◆ Task goal: Could you copy out every line of the listing below, keeping each character as it is?

Dataset items:
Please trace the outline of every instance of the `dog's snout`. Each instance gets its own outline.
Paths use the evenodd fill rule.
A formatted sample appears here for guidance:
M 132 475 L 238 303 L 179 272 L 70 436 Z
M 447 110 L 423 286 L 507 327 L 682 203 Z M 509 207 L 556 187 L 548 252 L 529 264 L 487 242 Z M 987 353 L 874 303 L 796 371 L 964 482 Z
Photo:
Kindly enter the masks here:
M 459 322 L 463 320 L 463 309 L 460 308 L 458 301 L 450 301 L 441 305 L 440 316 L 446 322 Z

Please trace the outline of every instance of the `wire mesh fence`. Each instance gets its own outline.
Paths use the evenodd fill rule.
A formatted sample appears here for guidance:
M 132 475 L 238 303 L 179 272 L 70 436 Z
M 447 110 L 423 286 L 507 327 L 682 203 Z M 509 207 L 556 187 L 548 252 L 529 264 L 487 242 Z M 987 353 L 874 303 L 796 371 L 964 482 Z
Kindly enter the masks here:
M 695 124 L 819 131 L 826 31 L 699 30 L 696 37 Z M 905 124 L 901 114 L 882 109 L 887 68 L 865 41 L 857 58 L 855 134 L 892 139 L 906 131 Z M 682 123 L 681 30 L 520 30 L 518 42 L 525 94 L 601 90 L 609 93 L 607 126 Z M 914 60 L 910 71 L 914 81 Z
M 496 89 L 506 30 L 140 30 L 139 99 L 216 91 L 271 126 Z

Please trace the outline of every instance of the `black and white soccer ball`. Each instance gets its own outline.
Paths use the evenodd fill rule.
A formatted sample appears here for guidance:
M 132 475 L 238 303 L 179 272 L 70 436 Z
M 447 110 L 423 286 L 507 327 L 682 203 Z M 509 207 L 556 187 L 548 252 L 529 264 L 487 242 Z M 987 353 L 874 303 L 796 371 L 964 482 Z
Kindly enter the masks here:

◆ Task answer:
Please trace the outline of every instance of the `dog's snout`. Each instance gets its own outline.
Paths use the evenodd fill rule.
A formatted sample appears here for guidance:
M 132 475 L 238 303 L 179 272 L 70 436 Z
M 447 110 L 423 286 L 507 327 L 682 203 Z M 509 207 L 556 187 L 548 252 L 529 264 L 487 242 Z M 987 353 L 874 303 L 796 371 L 964 482 Z
Photo:
Kindly enter the masks here:
M 459 322 L 463 320 L 463 309 L 460 308 L 458 301 L 450 301 L 441 305 L 440 316 L 446 322 Z

Please trace the outline of every instance of the `wire mesh fence`. Each instance gets its own outline.
Paths use the evenodd fill rule.
A formatted sample appears here for guidance:
M 132 475 L 238 303 L 179 272 L 70 436 Z
M 447 110 L 423 286 L 507 327 L 682 203 Z M 509 207 L 556 187 L 548 252 L 529 264 L 487 242 Z M 987 353 L 874 303 L 796 371 L 964 482 Z
Kindly enter the masks here:
M 695 124 L 819 131 L 826 31 L 699 30 L 696 37 Z M 905 124 L 901 114 L 882 109 L 887 68 L 865 41 L 857 58 L 855 134 L 892 139 L 906 131 Z M 682 123 L 681 30 L 520 30 L 518 42 L 525 94 L 601 90 L 609 93 L 607 126 Z M 914 60 L 910 71 L 914 81 Z
M 496 89 L 506 30 L 140 30 L 139 99 L 216 91 L 271 126 Z

Please trace the outline of every instance of the `black and white soccer ball`. Each instance gets its own outline.
Paths use the evenodd fill rule.
A formatted sample appears here for guidance:
M 132 475 L 238 303 L 179 272 L 70 436 Z
M 447 110 L 423 286 L 507 327 L 682 203 Z M 509 207 L 556 187 L 548 252 L 529 264 L 487 242 Z M 987 353 L 874 303 L 796 371 L 964 482 Z
Kindly enter the masks here:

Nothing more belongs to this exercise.